* Task brief: Every record here must be set down once more, precisely as it reads.

* Data excerpts:
Start of Block
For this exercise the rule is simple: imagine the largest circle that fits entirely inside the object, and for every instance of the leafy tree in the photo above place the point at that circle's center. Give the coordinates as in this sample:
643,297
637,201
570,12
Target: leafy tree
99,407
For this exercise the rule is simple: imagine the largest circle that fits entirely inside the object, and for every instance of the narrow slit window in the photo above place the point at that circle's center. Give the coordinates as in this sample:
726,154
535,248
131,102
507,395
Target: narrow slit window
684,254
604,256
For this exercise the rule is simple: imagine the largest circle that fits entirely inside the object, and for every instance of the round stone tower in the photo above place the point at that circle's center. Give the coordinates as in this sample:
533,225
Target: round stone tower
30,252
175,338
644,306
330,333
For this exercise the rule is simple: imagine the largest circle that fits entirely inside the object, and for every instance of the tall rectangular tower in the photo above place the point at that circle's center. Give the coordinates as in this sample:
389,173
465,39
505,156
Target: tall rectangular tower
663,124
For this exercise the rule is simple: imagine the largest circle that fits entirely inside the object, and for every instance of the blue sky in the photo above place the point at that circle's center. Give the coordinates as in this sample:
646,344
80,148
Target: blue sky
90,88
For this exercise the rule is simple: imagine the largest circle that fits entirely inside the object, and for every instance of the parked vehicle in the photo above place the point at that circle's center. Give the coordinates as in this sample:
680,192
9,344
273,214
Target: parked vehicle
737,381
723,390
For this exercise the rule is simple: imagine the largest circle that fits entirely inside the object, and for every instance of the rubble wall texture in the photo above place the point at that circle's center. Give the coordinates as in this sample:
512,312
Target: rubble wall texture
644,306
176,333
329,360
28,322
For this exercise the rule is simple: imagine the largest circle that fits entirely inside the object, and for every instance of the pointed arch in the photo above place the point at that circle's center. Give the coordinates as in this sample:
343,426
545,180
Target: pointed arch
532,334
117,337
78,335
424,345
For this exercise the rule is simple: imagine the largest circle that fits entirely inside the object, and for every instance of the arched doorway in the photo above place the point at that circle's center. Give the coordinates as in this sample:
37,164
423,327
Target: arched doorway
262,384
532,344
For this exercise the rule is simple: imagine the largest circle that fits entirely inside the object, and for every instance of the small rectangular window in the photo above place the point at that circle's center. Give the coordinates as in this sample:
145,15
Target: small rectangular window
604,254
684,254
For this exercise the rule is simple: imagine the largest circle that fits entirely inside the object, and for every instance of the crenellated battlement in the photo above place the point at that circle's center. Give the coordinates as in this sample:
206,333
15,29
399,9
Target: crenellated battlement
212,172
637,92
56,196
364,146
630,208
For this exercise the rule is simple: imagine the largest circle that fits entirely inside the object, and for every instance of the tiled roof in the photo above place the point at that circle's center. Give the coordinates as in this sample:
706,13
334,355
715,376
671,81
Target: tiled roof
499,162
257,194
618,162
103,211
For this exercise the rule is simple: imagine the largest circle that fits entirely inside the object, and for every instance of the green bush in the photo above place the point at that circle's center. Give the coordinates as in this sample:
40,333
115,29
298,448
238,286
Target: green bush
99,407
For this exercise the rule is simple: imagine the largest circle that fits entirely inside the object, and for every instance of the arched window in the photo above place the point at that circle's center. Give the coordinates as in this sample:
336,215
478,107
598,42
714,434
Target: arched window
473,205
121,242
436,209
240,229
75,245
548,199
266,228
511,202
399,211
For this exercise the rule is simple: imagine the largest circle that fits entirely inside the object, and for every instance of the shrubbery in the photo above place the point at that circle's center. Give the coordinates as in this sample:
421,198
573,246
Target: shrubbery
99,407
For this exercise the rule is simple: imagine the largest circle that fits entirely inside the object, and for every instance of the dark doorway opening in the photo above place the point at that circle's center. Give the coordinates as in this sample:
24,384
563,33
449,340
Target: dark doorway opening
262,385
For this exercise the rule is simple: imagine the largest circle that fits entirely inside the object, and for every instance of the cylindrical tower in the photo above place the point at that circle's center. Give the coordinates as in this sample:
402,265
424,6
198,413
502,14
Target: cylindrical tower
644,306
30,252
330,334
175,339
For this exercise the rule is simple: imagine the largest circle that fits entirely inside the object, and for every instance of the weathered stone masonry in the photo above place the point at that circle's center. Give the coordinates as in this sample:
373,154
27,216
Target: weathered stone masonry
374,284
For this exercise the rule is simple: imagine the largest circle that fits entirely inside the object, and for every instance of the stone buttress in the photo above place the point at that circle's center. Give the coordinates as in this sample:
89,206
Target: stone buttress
End of Block
* Exercise response:
For this exercise the rule is simple: imagine the largest circle that fits entirely inside the object, and for every instance of the leafy tree in the photo above place the point at that circle's center. Give the coordinates as in this sample:
643,297
637,201
570,12
Target: leafy tree
99,407
For this exercise the rule is simple: imagine the largest circle that fits entirely inside the object, and for every instance of the narrow slit window in the photo above place the point at that circle's center. Give the coordinates as in this sample:
726,154
535,248
131,102
507,395
Target: narrow slit window
684,254
604,256
For this exercise the rule is simple: imagine the largest circle that fits entirely inside the object, and for every instance of the round stone tower in the photo above place the point at that circle's center. Give the coordinates as in this sample:
533,225
Target: round stone tower
30,252
175,338
644,306
330,333
For this exercise the rule is simple: imagine the largest circle that fits entirely inside the object, and for every instance of the tall rectangular tower in the photo above place the point at that circle's center. Give the coordinates as in this sample:
389,173
465,39
505,156
Target: tall rectangular tower
663,124
For this exercise the rule is simple: imagine the largest circle that fits entirely inside the object, and for every instance of the blue sky in the photo above place the point at that circle's center. Give the coordinates as in this sample:
646,344
80,148
Target: blue sky
90,88
For this exercise the rule is simple: imagine the largest circle that fits entirely inside the object, and for every instance of the parked vehicle in the photo above place the point at that circle's center. Give the coordinates as in this sample:
680,192
9,344
273,214
Target: parked vehicle
737,381
723,390
For this exercise the rule is simple: imagine the largest circle that fits entirely inside the object, and for every instance of the rubble wall texture in the photo above place the point at that circle's center. Give the coordinates as in this sample:
512,312
Target: rubble wall texture
644,306
176,333
329,360
28,322
For this exercise the rule is simple: imagine the largest circle that fits entirely inside the object, and for every instance of the pointed arch in the photo above place the point at that circle's center. Give the coordinates as in this sample:
343,426
545,180
Target: pointed arch
532,334
117,337
78,335
424,345
For this exercise the rule is simple: imagine the largest circle that fits entirely inside the object, and for every instance of the arched doorway in the photo above place the point at that circle's center. Give the coordinates as in this sample:
37,164
423,327
Target: arched doorway
262,384
532,344
For this exercise the rule is simple: imagine the largest circle that fits entirely inside the object, and for every instance of the small rectangular window in the photo above place the point at that circle's center. Give the coordinates as in this sample:
145,15
Target: small rectangular window
604,254
684,254
For this exercise the rule is simple: imagine the largest circle that fits entirely inside the object, and for every instance of the crenellated battlement in the photo above place the point at that circle's center. Give the coordinates as in this sample:
206,333
15,29
399,9
Target: crenellated battlement
212,172
637,92
56,196
364,146
630,208
For this exercise the rule is simple: imagine the largest circle that fits entirely inside the object, and for every instance of the tiled roof in the photo above place the point at that circle's center. Give the coordinates as in this sample:
706,13
334,355
715,376
671,81
Target: tiled roof
499,162
257,194
618,162
103,211
For this exercise the rule is simple: imagine the largest circle that fits entirely inside the object, and for every instance of the green bush in the photo above place the point at that circle's center. Give the coordinates as in this sample:
40,333
115,29
298,448
238,286
Target: green bush
99,407
For this exercise the rule is simple: imagine the largest circle that fits entirely inside the object, and for every instance of the arched window in the photo above place the point at that circle's center. Give the coordinates as in this sample:
336,215
478,107
598,42
714,434
Target: arched window
473,205
121,242
436,209
240,229
75,245
548,199
266,228
511,202
399,211
For this exercise the rule is simple: imagine the largest circle that fits entirely inside the object, and for every instance of the shrubbery in the photo above place the point at that circle's center. Give the coordinates as in this sample:
421,198
573,246
Target: shrubbery
99,407
For this exercise the rule is simple: imagine the largest circle that fits entirely inside the object, and for every instance of the dark doorway opening in the photo above place the point at that circle's center. Give the coordinates as in this sample:
24,384
563,33
449,340
Target: dark doorway opening
262,385
For this exercise the rule is simple: imagine the largest circle that fits entirely inside the object, and for every instance of the cylindrical tower in the photo above place the point at that circle's center. Give the coordinates as in this sample:
402,265
424,6
198,413
502,14
Target: cylindrical tower
644,306
30,252
330,334
175,339
For this exercise the rule is simple: imagine the largest circle that fits entirely inside the object, and for every instance of the weathered stone masonry in the photo above place the point at that circle's center. Give the coordinates as in this sample:
373,154
27,216
Target: weathered stone masonry
374,284
For this exercise the rule is simple: imagine the largest circle that fits entirely inside the object, and for every instance of the stone buttress in the photo above place the point at that circle's center. Give the coordinates as in this sample:
89,206
Target: stone buttress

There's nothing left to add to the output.